> **PASSAGE FOURNI**:
——
J'admets que c'est plus aéré sur votre entrée de blogue-notes. Bon esclave du blanc, Jérôme Jouanno, pas du genre Nicolas Cirier de L'Œil typographique. Vous avez raison, cela doit être mieux rétribué (je ne vous dis pas que vous êtes suborné, stipendié, vendu ; c'est juste pour les moteurs de recherche que je cloute ce texte d'invectives, rien de personnel là-dedans).
Branchouille, mais nonobstant pédago…
Ne dites plus « pédago » mais « didactique ». Mais évitez les mots compliqués. Tutoriel, sept signes, vaut mieux que didacticiel, soit tout un firmament de signes à chasser en ligne suivante. Évitez donc les mots cuistres, du genre « nonobstant » quand un simple « mais » suffit. Théoriquement, il faudrait bannir au max' les notes de traducteur et d'auteur, sauf dans La Pléïade, où on vous recommande l'inverse. 
David Réguer nous gratifie de 142 notes de bas de page. Ainsi soit-il, tel est le nom du film. C'est Fareinheit 142.  Encore un effort pour arriver à 451 ou à 911 (écrivez 9/11). L'exemple même de ce qu'il ne faudrait pas faire. Eh bien, si. Cela ne rompt pas la lecture, cela l'allège, et on passe à la note à la fin du paragraphe. Vu le genre du récit (ce serait La Légende des siècles, du père Hugo, non, pas Pratt, Victor, cela friserait l'insupportable). Là, c'est fort bienvenu.
 
142 notes… Que dis-je, 143 avec ce renvoi après un chiraquien Pschitt. Un Pschitt qui vaut « Skip mousse peu pour laver mieux » et se défausser de ses responsabilités de financement occulte, de luxe de réceptions pour faire sympa auprès des corporations de commerçants et métiers de bouche, &c. La note 143 m'avait échappé.
143 notes, donc, pour 130 pages « utiles » (de texte hors hors-texte, table des matières, index, qui ne sont pas moins utiles), c'est un ratio de qui peut mieux faire.
J'espère lire de nouveau David Guerre-aux-faux-semblants, à la fausse notoriété préfabriquée. Réguer, anagrammé, c'est guerrier, n'est-il point ?
 
De quoi parlait-il déjà ?
——
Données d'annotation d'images
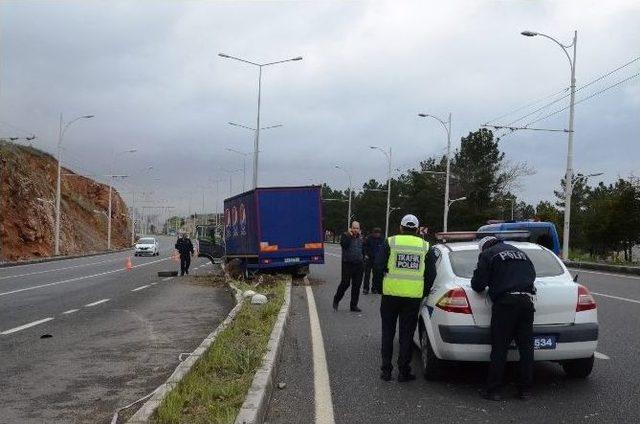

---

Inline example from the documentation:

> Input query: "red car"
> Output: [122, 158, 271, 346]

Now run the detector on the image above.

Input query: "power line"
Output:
[525, 72, 640, 127]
——
> **ÉNONCÉ**:
D'après le passage fourni, combien de pages « utiles » l'ouvrage de David Réguer compte-t-il ? Les lignes constituent un matériau distinct du passage.

> **RÉSULTAT**:
130 pages.